This is a forum in which you can inquire on anything your heart desires to the Siren herself. Free yourself from the burdens of ridicule or question of sanity. As it has done for me, it shall do for you. Ask anything you want. Even if it's about (hissss) the restoration of Red in Onslaught and (wailing sigh) the slight weakening of Blue therein. What an insult to such a color of pure skill and talent. Alas, I digress. Watch how the Watcher responds.
 
M

Mazzak

Guest
Exactly which is what and why are who doing what when? And how, pray tell, shall who go about doing what when where is the true answer to the question?
 

Ransac

CPA Trash Man
I have a few questions.

If a chicken(not a rooster, mind you) lays an egg on the tip of an A-Shaped roof, will it, without a doubt, always roll down the side that I am trying to sleep under?

□ □ □ □

Work to do:
Write the next part of the forum thread where visitors put questions to the Siren, continuing on from the last post shown.

Object pointing dataset entries:
□ □ □ □

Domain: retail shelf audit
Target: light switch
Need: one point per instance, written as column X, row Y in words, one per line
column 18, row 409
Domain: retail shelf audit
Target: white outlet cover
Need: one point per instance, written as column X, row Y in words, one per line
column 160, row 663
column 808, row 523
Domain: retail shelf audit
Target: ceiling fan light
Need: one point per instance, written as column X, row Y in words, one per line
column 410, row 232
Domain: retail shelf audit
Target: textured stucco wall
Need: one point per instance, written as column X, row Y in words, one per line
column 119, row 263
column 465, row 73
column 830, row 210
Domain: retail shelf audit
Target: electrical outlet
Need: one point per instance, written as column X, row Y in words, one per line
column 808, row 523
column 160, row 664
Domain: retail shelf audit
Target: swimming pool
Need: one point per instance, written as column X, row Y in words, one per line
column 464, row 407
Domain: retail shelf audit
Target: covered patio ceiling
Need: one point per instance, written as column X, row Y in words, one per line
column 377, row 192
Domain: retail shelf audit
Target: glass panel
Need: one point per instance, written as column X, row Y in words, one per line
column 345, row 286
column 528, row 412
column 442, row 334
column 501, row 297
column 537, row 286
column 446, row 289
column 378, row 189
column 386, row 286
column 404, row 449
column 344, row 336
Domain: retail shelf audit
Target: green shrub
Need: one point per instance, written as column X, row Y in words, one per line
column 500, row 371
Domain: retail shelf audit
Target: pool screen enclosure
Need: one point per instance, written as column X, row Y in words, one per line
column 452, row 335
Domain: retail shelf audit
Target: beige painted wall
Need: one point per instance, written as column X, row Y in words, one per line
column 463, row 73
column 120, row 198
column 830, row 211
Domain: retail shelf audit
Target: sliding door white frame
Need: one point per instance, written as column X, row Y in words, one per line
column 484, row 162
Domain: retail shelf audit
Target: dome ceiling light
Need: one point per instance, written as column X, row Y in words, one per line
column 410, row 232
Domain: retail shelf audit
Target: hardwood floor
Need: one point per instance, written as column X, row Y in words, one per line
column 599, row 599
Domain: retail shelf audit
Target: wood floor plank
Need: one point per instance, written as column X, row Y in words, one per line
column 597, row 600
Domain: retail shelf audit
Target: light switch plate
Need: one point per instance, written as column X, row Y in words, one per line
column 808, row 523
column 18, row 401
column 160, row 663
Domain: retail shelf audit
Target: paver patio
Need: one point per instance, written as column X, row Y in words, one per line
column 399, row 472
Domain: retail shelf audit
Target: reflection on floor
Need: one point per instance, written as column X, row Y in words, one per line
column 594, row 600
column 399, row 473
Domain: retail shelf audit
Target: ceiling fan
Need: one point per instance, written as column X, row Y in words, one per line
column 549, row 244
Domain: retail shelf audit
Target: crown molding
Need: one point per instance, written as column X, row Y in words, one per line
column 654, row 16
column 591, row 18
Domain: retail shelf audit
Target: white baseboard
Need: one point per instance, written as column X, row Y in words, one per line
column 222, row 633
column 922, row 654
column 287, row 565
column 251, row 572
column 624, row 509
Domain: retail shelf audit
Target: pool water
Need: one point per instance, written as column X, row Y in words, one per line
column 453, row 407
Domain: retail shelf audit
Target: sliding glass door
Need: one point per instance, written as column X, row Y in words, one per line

□ □ □ □

Expected answer:
How many lashings does one recieve for trading away their Power Nine collection for a complete set of Spellfire?


Why do people always scream when I yell "I'VE GOT A STICK OF TNT(my new favorite gum) IN MY HAND!!!!!!"?


If I burn the weasels, will the voices leave me alone?


I'll have more later.



Ransac, cpa trash man
 
F

FoundationOfRancor

Guest
Dear Suza,
I am having problems with my girlfriend. She seems to think blue is a fun, cool color. She's dead wrong, and I hit her a couple times to prove it. But then she didnt like that either! So I tried putting arsenic in her soda. She got mad again, but did admit slivers are cool. However, no matter how many times I cheat on her, or put snow in her locker, she will just not admit that blue is uncool. What should I do?
Sincerly,
Confused In Michigan
 
A

Apollo

Guest
Dear Suza: is there a mirror in your pocket? Because I can see myself in your pants!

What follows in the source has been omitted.